-- Listed records start --

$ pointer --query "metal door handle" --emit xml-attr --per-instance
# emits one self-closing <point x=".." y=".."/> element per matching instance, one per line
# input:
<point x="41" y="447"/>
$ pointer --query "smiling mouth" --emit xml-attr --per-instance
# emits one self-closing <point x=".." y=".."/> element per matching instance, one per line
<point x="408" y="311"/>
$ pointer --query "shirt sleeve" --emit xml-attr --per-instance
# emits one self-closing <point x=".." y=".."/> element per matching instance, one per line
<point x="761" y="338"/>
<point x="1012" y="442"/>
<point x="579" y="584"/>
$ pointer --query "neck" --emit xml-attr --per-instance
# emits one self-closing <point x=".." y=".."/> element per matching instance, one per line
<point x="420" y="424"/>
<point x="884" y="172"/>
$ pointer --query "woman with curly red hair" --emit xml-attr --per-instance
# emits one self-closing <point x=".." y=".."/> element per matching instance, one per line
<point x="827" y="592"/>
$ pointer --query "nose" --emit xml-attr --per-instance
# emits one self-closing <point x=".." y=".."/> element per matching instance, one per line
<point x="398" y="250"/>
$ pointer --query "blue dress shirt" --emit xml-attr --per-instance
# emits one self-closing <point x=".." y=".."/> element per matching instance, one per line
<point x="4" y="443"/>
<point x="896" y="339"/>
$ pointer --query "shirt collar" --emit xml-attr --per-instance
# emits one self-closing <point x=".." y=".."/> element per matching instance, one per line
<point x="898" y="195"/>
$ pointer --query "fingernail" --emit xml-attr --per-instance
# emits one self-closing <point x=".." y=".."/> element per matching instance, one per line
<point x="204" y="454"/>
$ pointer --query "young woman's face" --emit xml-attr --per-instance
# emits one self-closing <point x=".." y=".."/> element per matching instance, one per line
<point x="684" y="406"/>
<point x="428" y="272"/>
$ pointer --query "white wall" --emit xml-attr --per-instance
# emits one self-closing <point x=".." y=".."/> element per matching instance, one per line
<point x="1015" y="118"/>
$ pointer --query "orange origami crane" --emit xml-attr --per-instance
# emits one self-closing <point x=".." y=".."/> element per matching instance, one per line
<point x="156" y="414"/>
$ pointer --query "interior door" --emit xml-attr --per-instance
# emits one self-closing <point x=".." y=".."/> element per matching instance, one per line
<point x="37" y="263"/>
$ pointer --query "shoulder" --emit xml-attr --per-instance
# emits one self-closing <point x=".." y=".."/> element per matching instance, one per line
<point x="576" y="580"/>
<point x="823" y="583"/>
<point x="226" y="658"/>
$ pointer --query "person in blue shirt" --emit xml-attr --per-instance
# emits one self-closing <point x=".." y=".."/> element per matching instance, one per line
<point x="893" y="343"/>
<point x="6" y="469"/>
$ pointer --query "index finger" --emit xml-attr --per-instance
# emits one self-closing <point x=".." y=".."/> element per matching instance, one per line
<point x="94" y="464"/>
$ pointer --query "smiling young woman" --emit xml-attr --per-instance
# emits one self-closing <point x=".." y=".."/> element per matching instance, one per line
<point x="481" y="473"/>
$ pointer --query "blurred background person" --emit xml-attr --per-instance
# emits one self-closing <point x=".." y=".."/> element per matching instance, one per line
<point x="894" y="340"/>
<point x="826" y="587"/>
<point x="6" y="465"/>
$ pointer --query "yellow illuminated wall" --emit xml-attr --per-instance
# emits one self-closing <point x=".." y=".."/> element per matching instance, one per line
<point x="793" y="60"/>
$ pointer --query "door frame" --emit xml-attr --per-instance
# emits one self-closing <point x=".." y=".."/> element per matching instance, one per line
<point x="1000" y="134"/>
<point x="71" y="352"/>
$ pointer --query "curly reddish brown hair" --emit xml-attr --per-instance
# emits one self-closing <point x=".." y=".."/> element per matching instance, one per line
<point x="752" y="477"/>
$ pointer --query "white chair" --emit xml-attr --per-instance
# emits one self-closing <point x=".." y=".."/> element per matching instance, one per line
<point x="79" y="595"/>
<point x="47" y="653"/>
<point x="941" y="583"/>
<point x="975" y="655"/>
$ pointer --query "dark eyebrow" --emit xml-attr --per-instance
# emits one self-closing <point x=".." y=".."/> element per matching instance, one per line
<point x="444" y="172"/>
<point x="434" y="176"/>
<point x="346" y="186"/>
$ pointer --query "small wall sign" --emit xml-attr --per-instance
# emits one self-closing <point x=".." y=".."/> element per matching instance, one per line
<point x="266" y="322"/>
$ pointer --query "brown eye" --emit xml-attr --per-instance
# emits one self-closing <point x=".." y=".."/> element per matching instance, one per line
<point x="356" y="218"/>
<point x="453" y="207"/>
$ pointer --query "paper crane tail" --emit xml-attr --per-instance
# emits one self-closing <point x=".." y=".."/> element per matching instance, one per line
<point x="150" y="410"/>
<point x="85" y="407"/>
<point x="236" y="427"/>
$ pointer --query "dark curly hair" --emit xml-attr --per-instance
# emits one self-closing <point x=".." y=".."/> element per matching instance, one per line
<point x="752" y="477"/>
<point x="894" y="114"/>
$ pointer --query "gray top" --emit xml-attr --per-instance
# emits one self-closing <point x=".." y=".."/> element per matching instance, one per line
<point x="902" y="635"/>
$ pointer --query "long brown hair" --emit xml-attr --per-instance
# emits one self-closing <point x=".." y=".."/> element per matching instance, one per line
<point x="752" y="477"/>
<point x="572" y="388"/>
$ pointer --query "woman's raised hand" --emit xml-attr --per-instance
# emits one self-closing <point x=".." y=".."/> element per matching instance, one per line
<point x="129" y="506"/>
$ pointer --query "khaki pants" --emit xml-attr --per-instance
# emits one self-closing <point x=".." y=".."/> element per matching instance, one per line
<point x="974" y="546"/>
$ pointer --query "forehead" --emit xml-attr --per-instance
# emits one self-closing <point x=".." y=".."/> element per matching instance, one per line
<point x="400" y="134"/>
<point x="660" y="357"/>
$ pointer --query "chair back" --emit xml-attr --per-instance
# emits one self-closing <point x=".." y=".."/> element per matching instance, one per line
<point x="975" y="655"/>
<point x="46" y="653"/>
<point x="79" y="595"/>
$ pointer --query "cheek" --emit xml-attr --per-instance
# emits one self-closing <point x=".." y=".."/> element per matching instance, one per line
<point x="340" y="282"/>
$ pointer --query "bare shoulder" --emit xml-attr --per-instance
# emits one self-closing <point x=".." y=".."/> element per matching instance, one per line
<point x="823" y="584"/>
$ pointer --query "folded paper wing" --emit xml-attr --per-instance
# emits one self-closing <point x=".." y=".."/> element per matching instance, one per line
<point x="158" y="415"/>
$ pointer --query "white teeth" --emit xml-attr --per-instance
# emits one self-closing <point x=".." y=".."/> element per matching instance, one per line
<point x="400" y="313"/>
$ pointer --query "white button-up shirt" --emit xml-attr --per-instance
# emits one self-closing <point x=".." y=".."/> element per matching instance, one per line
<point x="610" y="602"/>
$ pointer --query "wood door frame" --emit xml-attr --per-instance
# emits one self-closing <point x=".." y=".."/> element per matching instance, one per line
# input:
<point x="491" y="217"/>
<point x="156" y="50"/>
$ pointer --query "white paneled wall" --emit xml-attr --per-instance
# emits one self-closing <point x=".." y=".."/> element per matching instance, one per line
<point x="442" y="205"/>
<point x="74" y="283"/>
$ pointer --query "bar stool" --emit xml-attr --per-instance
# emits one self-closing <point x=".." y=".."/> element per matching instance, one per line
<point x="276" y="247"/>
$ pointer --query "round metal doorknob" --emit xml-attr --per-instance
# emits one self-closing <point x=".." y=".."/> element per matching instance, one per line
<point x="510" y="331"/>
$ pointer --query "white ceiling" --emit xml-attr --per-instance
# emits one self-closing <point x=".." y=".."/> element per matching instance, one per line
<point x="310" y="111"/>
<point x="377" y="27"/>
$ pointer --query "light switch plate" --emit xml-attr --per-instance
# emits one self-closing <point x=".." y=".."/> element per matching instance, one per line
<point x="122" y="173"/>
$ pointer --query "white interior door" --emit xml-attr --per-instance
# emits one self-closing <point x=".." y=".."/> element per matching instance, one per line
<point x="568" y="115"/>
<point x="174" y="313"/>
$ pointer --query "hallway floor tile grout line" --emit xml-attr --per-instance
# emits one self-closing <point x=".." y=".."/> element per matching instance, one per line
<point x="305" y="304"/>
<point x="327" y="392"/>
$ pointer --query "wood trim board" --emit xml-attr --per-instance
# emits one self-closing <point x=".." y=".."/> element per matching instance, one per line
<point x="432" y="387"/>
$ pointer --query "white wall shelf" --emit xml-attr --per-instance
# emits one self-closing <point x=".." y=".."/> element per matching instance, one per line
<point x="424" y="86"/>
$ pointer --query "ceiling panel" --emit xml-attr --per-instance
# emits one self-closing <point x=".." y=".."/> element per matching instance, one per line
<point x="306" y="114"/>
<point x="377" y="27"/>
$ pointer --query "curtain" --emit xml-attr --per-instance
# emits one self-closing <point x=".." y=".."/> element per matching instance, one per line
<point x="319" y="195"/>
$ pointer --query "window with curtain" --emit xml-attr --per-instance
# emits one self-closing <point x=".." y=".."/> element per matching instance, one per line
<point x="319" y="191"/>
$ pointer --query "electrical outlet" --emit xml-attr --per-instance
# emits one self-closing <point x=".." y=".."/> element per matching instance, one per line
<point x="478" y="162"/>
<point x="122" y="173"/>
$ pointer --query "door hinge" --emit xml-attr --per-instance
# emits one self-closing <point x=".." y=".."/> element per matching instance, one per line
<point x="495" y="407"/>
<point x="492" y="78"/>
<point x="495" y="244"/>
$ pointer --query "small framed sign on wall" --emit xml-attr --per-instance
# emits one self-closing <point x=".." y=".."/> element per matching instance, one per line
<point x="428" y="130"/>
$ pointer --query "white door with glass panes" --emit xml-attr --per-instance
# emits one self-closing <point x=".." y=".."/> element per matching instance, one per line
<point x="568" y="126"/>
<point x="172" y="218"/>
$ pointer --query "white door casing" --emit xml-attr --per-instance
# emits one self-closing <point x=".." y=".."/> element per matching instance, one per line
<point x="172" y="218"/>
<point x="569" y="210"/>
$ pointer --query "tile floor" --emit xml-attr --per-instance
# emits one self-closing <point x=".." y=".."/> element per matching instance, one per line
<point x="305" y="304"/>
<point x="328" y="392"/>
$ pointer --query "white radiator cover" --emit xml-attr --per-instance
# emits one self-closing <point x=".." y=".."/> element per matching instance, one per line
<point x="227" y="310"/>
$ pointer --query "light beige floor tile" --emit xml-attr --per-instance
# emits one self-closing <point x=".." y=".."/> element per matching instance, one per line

-- Listed records end --

Goal
Extract, verbatim, the lines from the one containing "framed sign on" through the last line of the listing above.

The answer
$ pointer --query "small framed sign on wall" --emit xml-attr --per-instance
# emits one self-closing <point x=".." y=".."/> element per matching instance, one per line
<point x="428" y="130"/>
$ pointer --query "white door with glass panes" --emit xml-attr --per-instance
# emits one self-closing <point x=".." y=".."/> element per matching instance, one per line
<point x="568" y="126"/>
<point x="172" y="218"/>
$ pointer --query "white door casing" --emit xml-attr --per-instance
# emits one self-closing <point x=".." y=".."/> element per matching instance, one per line
<point x="172" y="218"/>
<point x="569" y="210"/>
$ pointer --query "tile floor" --emit xml-attr --per-instance
# emits one self-closing <point x=".." y=".."/> element per matching instance, one per line
<point x="305" y="304"/>
<point x="328" y="392"/>
$ pointer --query "white radiator cover" --emit xml-attr --per-instance
# emits one self-closing <point x=".." y=".."/> element per matching instance, one per line
<point x="227" y="310"/>
$ pointer --query "light beige floor tile" --emit xml-attr --per-instance
# emits one self-closing <point x=".." y=".."/> element per matching instance, one per line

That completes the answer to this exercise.